==== Input material
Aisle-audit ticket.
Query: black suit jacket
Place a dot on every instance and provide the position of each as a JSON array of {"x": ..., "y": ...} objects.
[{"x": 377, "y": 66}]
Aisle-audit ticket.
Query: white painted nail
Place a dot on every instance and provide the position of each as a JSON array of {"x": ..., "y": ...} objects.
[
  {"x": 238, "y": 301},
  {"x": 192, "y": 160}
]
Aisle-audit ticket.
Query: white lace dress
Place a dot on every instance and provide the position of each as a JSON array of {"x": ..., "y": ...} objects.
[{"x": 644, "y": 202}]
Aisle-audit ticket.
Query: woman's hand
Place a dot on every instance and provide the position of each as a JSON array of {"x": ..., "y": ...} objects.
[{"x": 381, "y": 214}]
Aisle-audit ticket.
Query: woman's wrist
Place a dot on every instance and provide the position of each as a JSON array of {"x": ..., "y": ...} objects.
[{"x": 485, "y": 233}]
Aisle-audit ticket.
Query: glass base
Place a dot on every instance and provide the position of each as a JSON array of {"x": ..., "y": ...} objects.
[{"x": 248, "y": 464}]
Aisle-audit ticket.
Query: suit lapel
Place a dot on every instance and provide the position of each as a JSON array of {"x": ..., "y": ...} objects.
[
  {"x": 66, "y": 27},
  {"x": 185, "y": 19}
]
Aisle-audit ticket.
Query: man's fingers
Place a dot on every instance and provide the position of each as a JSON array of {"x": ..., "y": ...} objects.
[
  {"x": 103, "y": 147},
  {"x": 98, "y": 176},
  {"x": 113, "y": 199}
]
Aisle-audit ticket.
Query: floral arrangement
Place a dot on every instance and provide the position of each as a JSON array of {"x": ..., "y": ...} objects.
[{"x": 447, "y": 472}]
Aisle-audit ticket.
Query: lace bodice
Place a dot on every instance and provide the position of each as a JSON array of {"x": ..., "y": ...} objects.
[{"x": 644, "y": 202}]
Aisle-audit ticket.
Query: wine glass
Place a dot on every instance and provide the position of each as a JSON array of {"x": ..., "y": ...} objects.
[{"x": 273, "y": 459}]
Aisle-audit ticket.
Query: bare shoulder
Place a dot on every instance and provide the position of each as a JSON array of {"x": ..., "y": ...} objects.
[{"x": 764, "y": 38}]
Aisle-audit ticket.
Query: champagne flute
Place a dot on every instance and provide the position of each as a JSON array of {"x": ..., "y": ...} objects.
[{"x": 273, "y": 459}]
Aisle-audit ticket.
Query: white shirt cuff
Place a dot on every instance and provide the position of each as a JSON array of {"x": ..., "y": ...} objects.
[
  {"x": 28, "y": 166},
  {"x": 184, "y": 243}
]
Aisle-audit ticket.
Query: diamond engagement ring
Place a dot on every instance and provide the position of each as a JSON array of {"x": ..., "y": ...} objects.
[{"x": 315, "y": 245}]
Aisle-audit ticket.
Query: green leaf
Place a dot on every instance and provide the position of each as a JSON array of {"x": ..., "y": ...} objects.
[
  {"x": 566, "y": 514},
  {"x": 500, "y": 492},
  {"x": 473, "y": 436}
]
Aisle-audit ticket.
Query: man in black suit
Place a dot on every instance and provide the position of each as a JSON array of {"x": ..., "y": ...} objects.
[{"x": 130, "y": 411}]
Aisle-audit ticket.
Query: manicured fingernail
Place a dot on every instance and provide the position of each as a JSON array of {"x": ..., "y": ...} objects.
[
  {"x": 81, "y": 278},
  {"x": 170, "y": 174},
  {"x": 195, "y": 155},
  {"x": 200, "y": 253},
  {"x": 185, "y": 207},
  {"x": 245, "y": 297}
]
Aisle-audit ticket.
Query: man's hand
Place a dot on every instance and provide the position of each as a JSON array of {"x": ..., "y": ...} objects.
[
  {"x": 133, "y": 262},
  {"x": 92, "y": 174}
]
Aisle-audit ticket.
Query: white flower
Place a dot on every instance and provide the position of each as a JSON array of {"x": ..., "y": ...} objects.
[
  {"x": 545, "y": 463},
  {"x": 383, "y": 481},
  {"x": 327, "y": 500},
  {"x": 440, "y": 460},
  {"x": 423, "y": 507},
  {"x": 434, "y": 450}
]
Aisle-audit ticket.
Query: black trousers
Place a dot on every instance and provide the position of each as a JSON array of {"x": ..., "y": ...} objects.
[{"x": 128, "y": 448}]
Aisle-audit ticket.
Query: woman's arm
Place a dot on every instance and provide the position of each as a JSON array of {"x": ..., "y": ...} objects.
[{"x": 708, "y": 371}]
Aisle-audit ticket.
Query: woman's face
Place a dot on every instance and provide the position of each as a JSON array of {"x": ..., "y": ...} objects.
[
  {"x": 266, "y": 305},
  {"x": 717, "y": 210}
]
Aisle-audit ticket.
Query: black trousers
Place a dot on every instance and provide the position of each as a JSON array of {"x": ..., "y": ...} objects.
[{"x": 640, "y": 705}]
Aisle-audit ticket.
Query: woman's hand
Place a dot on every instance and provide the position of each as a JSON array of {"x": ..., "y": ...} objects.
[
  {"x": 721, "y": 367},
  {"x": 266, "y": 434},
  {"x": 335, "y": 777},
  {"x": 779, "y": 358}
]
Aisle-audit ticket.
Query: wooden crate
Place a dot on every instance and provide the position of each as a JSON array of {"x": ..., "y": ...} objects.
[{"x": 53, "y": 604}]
========
*What is needed*
Transcribe each line of the data above, unaltered, from the one where "Query: manicured fingernail" appears to the one where "Query: man's hand" appears, inclusive of both.

*Worked solution*
Query: manicured fingernail
Place a dot on every instance and provide the position of each as a JSON array of {"x": ..., "y": ...} objects.
[
  {"x": 81, "y": 278},
  {"x": 170, "y": 174},
  {"x": 195, "y": 155},
  {"x": 200, "y": 253},
  {"x": 185, "y": 207},
  {"x": 245, "y": 297}
]
Aisle-audit ticket.
Query: man's hand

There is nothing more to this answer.